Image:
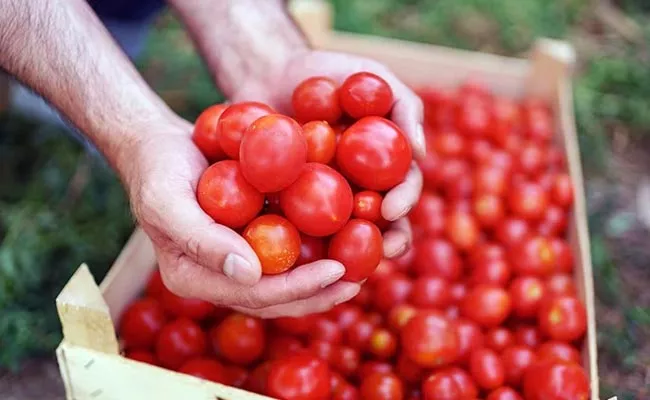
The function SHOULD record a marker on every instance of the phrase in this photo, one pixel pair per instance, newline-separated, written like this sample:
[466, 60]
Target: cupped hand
[199, 258]
[407, 113]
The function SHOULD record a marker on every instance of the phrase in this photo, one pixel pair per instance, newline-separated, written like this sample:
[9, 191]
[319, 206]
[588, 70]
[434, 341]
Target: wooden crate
[88, 356]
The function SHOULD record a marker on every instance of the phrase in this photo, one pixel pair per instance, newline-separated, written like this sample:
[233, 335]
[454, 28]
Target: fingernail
[335, 274]
[238, 269]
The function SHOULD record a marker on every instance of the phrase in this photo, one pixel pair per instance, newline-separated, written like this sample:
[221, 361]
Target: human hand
[407, 113]
[199, 258]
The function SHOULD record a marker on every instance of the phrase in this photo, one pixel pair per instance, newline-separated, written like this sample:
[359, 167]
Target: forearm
[242, 40]
[61, 50]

________________________________________

Repeat the data exactly, excluding the pictures.

• _Exercise solution_:
Image:
The function SHOULD record a marker on every instance of the phrase in this photo, one pixel pair per instance, newline-separated, written like this sample:
[466, 60]
Target: cupped hand
[199, 258]
[407, 113]
The function SHOULD record a marker on every instance of the phrase in this photo, one pixel pair per instance, newline-separated, written like this sample:
[9, 191]
[319, 206]
[588, 70]
[434, 341]
Target: wooden crate
[88, 356]
The function SHOULD record a marker on every instance of the phrase in this photo, one pixel pair per instance, newline-separated, written like this sample:
[233, 335]
[454, 28]
Target: fingernail
[335, 274]
[238, 269]
The function SHOULD record a marker on every instance of the phrase in this photo, one pixel pair per instance, newline-separated, written like this sample:
[221, 361]
Target: human hand
[407, 113]
[199, 258]
The function SHOULD record a marker on every instance of the phrase in this photo, one pixel pair per instance, newline-separated, written like this sample:
[359, 167]
Target: forearm
[242, 40]
[61, 50]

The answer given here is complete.